■ Text provided:
B. All persons administering medication in the school setting must sign the Medication Signature Sheet (See RISD Health Services Form # HS-Med-12) located in the front of the medication administration book.

C. An Incident Report must be completed for any medication error (e.g., missed doses, incorrect medication, incorrect dosage, etc.). A copy is sent to the Director of Health Services who will review the report with an RISD Health Services Medication Peer Review Committee.

D. The Director of Student Health Services shall conduct a periodic review of medication administration procedures and documentation

X. Gastrostomy Tube Feedings

Many gastrostomy tube feedings in the school setting include the physician's order for standard formulas (e.g. Pediasure, Jevity) which come pre-packaged by the manufacturer and list the ingredients contained. However, the physician may prescribe a "homemade" formula, prepared by the parent/guardian, to help meet the child's nutritional needs. When a "homemade" formula is ordered by the physician, the physician's orders must include the specific expected ingredients and indicate the prescribed ratios/volumes of the ingredients.

■ Extracted records:
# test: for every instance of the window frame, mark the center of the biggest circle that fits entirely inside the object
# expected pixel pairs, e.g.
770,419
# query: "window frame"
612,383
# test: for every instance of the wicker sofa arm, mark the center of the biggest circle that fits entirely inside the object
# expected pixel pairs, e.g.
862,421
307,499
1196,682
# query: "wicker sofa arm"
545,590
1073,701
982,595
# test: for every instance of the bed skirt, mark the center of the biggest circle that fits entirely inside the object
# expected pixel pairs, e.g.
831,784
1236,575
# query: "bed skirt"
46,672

■ Task goal: Retype the entire school medication policy text word for word. These records have no connection to the school medication policy text.

■ Answer box:
B. All persons administering medication in the school setting must sign the Medication Signature Sheet (See RISD Health Services Form # HS-Med-12) located in the front of the medication administration book.

C. An Incident Report must be completed for any medication error (e.g., missed doses, incorrect medication, incorrect dosage, etc.). A copy is sent to the Director of Health Services who will review the report with an RISD Health Services Medication Peer Review Committee.

D. The Director of Student Health Services shall conduct a periodic review of medication administration procedures and documentation

X. Gastrostomy Tube Feedings

Many gastrostomy tube feedings in the school setting include the physician's order for standard formulas (e.g. Pediasure, Jevity) which come pre-packaged by the manufacturer and list the ingredients contained. However, the physician may prescribe a "homemade" formula, prepared by the parent/guardian, to help meet the child's nutritional needs. When a "homemade" formula is ordered by the physician, the physician's orders must include the specific expected ingredients and indicate the prescribed ratios/volumes of the ingredients.